**Stated task**
Collect every line of the items that contains the string "woods", copying each one in full.

**Entries**
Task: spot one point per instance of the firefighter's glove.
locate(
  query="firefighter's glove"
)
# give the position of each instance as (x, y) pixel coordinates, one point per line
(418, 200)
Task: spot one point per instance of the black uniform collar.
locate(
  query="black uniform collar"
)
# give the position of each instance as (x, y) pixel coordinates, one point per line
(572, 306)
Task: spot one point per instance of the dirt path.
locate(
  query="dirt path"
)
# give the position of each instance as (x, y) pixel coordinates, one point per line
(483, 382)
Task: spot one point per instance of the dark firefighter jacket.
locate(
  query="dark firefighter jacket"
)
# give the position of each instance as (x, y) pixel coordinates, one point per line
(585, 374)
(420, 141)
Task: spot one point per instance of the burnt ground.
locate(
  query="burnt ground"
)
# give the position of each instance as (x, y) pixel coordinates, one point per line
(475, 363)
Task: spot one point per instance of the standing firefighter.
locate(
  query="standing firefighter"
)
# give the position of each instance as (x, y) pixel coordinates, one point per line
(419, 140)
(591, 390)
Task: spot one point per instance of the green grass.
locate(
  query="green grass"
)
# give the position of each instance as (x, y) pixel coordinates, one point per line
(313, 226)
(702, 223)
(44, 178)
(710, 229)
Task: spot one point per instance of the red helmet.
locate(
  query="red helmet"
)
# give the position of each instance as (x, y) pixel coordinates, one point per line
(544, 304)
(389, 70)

--

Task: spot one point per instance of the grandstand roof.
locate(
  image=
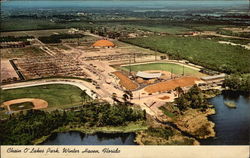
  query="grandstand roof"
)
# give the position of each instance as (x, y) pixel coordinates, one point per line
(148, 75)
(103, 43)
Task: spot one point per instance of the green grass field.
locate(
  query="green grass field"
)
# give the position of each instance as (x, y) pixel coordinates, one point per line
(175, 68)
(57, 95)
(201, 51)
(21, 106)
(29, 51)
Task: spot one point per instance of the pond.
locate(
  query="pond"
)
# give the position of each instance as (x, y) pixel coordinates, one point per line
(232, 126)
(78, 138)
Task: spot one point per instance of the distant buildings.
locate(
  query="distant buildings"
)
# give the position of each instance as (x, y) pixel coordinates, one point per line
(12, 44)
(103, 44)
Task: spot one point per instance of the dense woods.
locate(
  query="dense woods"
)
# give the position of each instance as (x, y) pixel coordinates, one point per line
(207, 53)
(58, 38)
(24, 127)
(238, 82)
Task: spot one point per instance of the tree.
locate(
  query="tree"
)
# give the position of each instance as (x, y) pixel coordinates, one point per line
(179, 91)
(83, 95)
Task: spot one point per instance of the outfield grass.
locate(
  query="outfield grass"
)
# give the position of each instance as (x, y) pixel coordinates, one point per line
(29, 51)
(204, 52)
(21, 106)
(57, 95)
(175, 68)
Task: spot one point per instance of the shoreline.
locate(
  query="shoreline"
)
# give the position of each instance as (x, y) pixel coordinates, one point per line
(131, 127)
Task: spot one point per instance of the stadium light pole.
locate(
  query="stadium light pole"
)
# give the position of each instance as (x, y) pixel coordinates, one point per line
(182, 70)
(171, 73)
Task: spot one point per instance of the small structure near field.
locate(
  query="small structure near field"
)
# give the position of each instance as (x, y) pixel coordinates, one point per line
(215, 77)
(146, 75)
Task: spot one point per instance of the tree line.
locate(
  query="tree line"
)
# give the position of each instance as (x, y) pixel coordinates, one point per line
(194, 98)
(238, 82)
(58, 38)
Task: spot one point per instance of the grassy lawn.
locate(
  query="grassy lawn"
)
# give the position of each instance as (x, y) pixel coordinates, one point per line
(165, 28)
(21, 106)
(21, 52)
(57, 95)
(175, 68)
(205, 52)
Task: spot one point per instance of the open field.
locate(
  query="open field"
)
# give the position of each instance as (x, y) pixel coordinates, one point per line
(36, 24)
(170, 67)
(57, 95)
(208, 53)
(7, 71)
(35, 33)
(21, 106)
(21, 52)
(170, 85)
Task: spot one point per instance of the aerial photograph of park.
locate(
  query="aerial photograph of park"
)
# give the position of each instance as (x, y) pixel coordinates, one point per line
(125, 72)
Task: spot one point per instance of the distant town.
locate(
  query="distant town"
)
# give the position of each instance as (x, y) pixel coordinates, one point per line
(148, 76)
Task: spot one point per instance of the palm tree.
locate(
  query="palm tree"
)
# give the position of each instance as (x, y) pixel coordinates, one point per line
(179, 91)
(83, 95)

**Exercise result**
Task: spot one point per instance of the dense woods.
  query="dense woods"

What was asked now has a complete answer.